▶ **AVAILABLE DATA**:
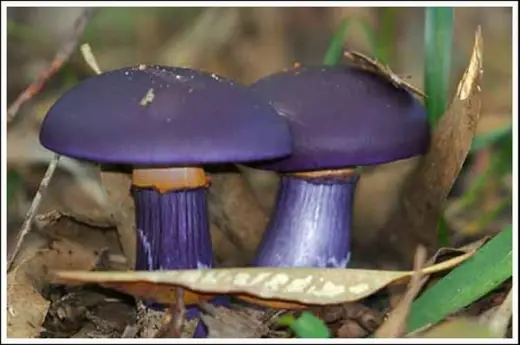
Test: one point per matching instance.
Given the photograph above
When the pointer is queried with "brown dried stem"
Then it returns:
(26, 226)
(62, 56)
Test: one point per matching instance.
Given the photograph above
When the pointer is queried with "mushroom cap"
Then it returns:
(192, 118)
(343, 116)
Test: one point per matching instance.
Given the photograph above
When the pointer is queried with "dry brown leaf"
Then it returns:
(279, 287)
(26, 308)
(395, 324)
(421, 204)
(122, 210)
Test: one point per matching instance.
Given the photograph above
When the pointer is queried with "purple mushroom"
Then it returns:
(166, 123)
(340, 117)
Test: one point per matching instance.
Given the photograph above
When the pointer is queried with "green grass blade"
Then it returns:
(437, 61)
(483, 272)
(306, 326)
(335, 50)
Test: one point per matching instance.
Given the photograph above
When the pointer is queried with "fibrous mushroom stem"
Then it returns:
(310, 224)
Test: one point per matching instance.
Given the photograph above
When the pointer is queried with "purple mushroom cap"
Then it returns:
(189, 118)
(343, 116)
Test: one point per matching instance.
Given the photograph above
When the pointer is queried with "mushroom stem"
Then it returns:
(310, 226)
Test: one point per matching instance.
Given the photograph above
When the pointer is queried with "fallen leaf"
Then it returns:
(223, 322)
(458, 328)
(26, 307)
(421, 204)
(395, 324)
(278, 287)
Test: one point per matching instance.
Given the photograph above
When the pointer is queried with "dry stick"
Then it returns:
(62, 56)
(395, 325)
(26, 226)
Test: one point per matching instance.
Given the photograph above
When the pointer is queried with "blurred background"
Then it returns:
(245, 44)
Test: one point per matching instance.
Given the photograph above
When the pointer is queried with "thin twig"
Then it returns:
(394, 326)
(62, 56)
(174, 318)
(26, 226)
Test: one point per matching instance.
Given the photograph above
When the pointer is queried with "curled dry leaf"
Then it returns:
(422, 201)
(121, 208)
(25, 305)
(278, 287)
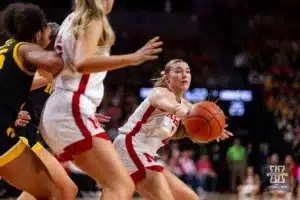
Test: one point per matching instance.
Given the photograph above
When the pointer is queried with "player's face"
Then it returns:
(109, 5)
(179, 76)
(43, 37)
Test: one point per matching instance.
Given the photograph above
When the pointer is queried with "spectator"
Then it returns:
(206, 174)
(236, 158)
(250, 187)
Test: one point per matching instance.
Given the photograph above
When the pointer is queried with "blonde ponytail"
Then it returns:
(88, 10)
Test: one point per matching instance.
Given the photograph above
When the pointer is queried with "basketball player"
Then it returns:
(153, 123)
(27, 127)
(20, 58)
(68, 123)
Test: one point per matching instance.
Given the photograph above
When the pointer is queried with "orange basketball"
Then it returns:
(205, 122)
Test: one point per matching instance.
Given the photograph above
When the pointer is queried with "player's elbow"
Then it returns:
(56, 65)
(82, 66)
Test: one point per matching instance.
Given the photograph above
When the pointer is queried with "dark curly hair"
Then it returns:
(22, 21)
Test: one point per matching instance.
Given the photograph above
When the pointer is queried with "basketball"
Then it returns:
(205, 122)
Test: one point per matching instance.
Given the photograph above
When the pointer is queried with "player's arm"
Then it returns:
(162, 98)
(41, 79)
(86, 60)
(42, 59)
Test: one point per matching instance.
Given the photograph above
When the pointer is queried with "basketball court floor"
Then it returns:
(209, 197)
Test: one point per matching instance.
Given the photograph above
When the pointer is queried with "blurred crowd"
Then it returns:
(239, 44)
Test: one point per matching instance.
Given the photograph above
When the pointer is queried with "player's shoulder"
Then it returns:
(186, 102)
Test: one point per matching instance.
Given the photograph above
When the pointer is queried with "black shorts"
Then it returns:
(11, 146)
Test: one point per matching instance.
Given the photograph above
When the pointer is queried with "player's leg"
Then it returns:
(103, 163)
(20, 167)
(66, 186)
(178, 188)
(154, 186)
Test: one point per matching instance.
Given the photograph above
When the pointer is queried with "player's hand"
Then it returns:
(225, 135)
(23, 119)
(148, 52)
(102, 119)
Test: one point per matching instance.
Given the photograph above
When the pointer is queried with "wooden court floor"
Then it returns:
(209, 197)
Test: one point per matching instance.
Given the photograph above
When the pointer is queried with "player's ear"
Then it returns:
(38, 36)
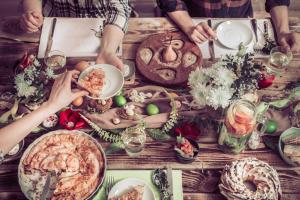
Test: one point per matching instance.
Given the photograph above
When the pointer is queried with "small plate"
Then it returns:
(113, 83)
(232, 33)
(122, 186)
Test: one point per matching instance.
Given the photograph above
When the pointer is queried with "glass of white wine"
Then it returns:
(56, 60)
(134, 141)
(280, 58)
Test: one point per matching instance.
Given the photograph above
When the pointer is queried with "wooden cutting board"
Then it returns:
(150, 62)
(10, 29)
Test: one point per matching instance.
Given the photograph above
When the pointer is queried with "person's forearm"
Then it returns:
(32, 5)
(279, 16)
(112, 37)
(15, 132)
(183, 20)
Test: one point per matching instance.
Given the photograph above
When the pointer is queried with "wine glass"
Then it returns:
(280, 57)
(56, 60)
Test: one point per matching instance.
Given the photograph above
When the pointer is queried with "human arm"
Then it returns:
(60, 97)
(177, 11)
(32, 18)
(116, 24)
(279, 13)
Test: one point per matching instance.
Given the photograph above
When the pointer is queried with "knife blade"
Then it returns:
(170, 182)
(50, 38)
(46, 187)
(211, 43)
(254, 27)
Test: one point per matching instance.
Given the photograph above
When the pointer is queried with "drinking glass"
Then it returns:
(134, 141)
(56, 60)
(280, 58)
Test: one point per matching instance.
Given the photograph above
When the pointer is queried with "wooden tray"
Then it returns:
(10, 29)
(150, 63)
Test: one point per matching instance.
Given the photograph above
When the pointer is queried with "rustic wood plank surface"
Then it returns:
(200, 178)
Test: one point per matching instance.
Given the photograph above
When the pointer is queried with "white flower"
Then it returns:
(219, 97)
(199, 94)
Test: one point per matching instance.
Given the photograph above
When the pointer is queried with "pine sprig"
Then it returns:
(103, 134)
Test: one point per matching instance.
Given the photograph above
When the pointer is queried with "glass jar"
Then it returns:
(239, 123)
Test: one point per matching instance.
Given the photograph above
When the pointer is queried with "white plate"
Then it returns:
(113, 82)
(232, 33)
(122, 186)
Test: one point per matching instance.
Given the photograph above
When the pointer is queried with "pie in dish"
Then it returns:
(93, 82)
(135, 193)
(77, 159)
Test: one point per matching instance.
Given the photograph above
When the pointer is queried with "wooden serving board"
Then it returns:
(150, 62)
(10, 29)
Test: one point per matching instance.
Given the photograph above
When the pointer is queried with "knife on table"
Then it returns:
(50, 38)
(46, 187)
(254, 27)
(211, 43)
(170, 182)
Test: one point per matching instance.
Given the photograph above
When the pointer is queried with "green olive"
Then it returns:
(271, 126)
(120, 100)
(152, 109)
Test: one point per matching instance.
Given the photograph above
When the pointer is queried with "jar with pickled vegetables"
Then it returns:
(239, 123)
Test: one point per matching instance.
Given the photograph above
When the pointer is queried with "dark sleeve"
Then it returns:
(171, 5)
(272, 3)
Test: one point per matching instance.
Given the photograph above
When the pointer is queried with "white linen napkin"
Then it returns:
(76, 37)
(221, 50)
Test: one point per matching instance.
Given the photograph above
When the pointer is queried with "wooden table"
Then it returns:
(199, 178)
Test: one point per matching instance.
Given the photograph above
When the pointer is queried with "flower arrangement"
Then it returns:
(231, 77)
(30, 82)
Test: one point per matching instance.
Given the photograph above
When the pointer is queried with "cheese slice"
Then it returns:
(136, 193)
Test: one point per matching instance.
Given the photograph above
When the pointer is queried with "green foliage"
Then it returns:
(103, 134)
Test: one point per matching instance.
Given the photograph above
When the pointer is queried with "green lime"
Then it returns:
(152, 109)
(271, 126)
(120, 100)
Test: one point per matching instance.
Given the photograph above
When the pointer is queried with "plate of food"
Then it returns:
(74, 159)
(232, 33)
(131, 188)
(102, 81)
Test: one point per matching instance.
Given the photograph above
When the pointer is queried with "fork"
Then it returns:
(109, 184)
(256, 47)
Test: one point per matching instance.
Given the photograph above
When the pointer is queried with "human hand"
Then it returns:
(61, 93)
(290, 41)
(110, 58)
(201, 33)
(31, 21)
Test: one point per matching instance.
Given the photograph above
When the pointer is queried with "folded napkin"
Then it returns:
(76, 37)
(144, 175)
(221, 50)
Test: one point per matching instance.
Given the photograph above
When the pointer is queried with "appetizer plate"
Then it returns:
(30, 187)
(113, 82)
(124, 185)
(232, 33)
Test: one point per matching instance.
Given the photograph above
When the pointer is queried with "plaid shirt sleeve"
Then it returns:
(171, 5)
(272, 3)
(118, 13)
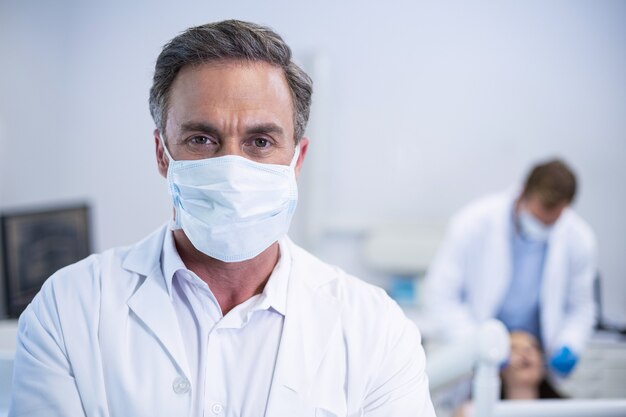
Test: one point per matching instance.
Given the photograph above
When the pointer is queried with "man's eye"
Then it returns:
(199, 140)
(261, 143)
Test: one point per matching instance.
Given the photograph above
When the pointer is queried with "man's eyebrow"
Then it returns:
(209, 128)
(265, 128)
(199, 127)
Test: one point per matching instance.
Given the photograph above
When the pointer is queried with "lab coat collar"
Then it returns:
(311, 322)
(151, 301)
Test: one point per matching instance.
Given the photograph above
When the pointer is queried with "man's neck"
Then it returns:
(232, 283)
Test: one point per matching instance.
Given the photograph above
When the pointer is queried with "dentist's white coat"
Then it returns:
(102, 339)
(468, 280)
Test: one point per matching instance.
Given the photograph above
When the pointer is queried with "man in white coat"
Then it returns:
(524, 258)
(218, 313)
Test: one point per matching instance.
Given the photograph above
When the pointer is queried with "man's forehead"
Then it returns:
(222, 88)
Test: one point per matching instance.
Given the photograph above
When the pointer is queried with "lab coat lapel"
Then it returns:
(552, 287)
(498, 261)
(311, 321)
(151, 303)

▶ **EXERCISE DESCRIPTION**: Where the word "leaf" appears in a line of the entries, copy that line.

▶ **WRITTEN SOLUTION**:
When the pointer is queried with "dry brown leaf"
When the pointer is queried with "fallen leaf"
When the pointer is queried with "curled dry leaf"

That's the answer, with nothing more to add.